Al pari di molti altri paesi calabresi che hanno una parte disabitata e fatiscente, anche Civita ha le sue crepature e case collassate; nondimeno, è un borgo fantastico.
È uno dei 25 comuni arbëreshë della provincia di Cosenza, fondato intorno al 1471 da profughi albanesi rifugiatisi in Calabria per sfuggire all’occupazione turco-ottomana dei Balcani.
Protetti da Irene Castriota Skanderbeg, moglie del principe di Bisignano e pronipote dell’eroe nazionale albanese, si stanziarono in queste zone conservando le loro tradizioni come il rito greco-bizantino, officiato ancora oggi nella chiesa di Santa Maria Assunta.
Le rughe (i vicoli stretti) tutte in salita si dipartono con andamento circolare verso le piazzette – qualcuna con fontana in pietra dell’Ottocento – che collegano i vari nuclei urbani (gjitonie in albanese).

PROBLEMA BREVE A: Ricopia il brano su Civita da "È uno dei 25" a "turco-ottomana dei Balcani.".

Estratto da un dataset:
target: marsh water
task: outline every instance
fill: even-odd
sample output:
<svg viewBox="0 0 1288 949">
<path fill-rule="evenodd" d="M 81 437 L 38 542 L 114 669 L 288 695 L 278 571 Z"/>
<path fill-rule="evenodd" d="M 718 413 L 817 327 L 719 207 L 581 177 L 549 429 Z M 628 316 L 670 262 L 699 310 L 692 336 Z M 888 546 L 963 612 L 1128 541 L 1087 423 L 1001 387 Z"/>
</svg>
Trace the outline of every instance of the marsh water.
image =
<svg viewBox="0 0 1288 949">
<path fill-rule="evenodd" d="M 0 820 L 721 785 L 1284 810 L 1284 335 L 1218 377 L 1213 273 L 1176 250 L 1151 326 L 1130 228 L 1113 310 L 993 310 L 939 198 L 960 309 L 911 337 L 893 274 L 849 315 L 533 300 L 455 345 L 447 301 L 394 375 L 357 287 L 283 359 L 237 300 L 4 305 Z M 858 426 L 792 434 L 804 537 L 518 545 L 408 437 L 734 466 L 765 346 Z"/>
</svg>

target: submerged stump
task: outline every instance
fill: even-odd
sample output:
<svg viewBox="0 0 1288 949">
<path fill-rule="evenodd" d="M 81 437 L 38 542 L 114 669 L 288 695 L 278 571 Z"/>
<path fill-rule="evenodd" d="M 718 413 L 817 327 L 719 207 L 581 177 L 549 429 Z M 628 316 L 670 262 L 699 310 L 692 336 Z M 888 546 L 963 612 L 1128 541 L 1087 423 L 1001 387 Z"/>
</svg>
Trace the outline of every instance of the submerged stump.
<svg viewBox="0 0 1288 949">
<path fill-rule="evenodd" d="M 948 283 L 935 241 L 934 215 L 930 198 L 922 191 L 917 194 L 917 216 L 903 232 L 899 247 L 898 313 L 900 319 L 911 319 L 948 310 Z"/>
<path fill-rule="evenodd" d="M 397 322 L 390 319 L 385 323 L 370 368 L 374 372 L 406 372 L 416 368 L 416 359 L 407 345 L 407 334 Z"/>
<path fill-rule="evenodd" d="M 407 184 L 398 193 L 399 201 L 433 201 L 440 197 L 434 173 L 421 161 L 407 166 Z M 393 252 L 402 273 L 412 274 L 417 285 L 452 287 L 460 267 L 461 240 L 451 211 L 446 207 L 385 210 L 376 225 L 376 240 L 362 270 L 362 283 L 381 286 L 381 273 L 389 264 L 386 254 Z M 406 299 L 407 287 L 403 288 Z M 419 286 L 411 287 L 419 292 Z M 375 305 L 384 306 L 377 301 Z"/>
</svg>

PROBLEMA BREVE B: Conta le righe dei record in cui compare la stringa "rule". Scrivi solo il numero.

RISPOSTA COMPLETA A:
È uno dei 25 comuni arbëreshë della provincia di Cosenza, fondato intorno al 1471 da profughi albanesi rifugiatisi in Calabria per sfuggire all’occupazione turco-ottomana dei Balcani.

RISPOSTA COMPLETA B: 8